This is far from clear to me as there are plenty of other candidates for most persistent myth about economic development, but what is clear is that  Easterly's evidence does little to refute the argument that autocrats are good for growth.  The regression work he describes seems to explore associations between changes in leaders and growth spells. He finds that changing leaders is barely associated with growth.  Leaders don't matter,  he suggests. 

Now this result could hold because leaders don't try to change anything, or they try but fail, or the things they do change don't matter for growth - either because they are not interested in growth or because they back the wrong growth driver. The possibility of the last explanation is important because it suggests leaders could matter in the future even if we think they have not in the past - they just need to do different things. 

So we should be much more interested in estimating the association between growth and the things leaders can control --either individually, or collectively over time--such as the extent of repression. Even better, we should estimate the associations between the dynamics of freedom and growth to test Easterly's very plausible assertion that it is a relaxing of repression -- whether within a leader spell or across spells -- that leads to an increase in growth rates.
# # # # # # #
WORK TO COMPLETE:
A. Say whether each statement agrees with the text on leaders and economic growth. Answer yes or no for each, and quote the exact words from the text that decide it.
(i) Easterly finds that changing leaders is strongly associated with growth.
(ii) The writer thinks leaders could matter in the future even if they have not mattered in the past.
(iii) The writer calls Easterly's claim about relaxing repression implausible.
B. Answer these questions using the text on leaders and economic growth.
(i) What does the regression work Easterly describes seem to explore?
(ii) What example does the writer give of something leaders can control?
(iii) According to Easterly's assertion, what leads to an increase in growth rates?
C. Write the next part of the text on leaders and economic growth, picking up after its final sentence.
# # # # # # #
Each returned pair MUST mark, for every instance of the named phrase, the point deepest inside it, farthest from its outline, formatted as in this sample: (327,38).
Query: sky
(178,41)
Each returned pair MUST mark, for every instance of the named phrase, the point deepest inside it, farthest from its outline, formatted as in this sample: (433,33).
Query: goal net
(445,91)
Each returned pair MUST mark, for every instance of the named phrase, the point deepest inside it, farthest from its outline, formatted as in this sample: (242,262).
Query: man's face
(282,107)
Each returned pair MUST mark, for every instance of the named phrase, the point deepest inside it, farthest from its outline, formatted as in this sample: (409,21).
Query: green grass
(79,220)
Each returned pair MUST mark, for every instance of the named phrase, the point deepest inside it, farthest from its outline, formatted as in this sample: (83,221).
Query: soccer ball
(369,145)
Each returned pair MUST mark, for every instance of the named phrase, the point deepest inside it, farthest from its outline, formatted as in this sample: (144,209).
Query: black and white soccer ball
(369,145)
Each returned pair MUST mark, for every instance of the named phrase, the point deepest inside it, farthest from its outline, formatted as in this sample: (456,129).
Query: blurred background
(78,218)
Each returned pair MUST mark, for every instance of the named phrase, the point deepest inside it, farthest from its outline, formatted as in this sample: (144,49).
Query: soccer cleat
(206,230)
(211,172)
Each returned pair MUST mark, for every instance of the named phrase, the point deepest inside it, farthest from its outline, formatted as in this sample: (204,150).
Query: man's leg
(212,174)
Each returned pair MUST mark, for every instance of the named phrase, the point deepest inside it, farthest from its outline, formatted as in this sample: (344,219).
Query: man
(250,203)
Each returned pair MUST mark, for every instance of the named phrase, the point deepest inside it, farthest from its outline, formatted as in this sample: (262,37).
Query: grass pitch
# # # # # # #
EXERCISE RESULTS:
A.
(i) No: "He finds that changing leaders is barely associated with growth."
(ii) Yes: "leaders could matter in the future even if we think they have not in the past"
(iii) No: "Easterly's very plausible assertion"

B.
(i) Associations between changes in leaders and growth spells.
(ii) The extent of repression.
(iii) A relaxing of repression, whether within a leader spell or across spells.

C.
When assembling evidence it is important to avoid replacing one myth (autocrats are good for growth) with another (leaders don't matter for growth).

01 April 2014

Is economic growth helpful for reducing malnutrition? New paper says no. I think it is wrong.

So, I thought it would be good to start off my IFPRI blogging days with a piece about a new paper in Lancet Global Health on the link between economic growth and under 5 malnutrition by Sebastian Vollmer and colleagues.  They use 121 DHS surveys from 36 countries over the time period 1990 to present to conclude:

 "the quantitatively very small to null association seen in our study suggests that the contribution of economic growth to the reduction in early childhood undernutrition in developing countries is very small, if it exists at all."

This is so counter to all the other research out there (some involving me so I do have a vested interest), that it merits a closer look and some colleagues and I have written a letter to the Lancet Global Health to say why we think the study is flawed and draws the wrong conclusions.  We hope they publish it.  After they have made their decision I will share it. 

Many of the arguments we make in the letter are rather dry and technical, but they boil down to which of the graphs below (from the paper) you are trying to fit a line to.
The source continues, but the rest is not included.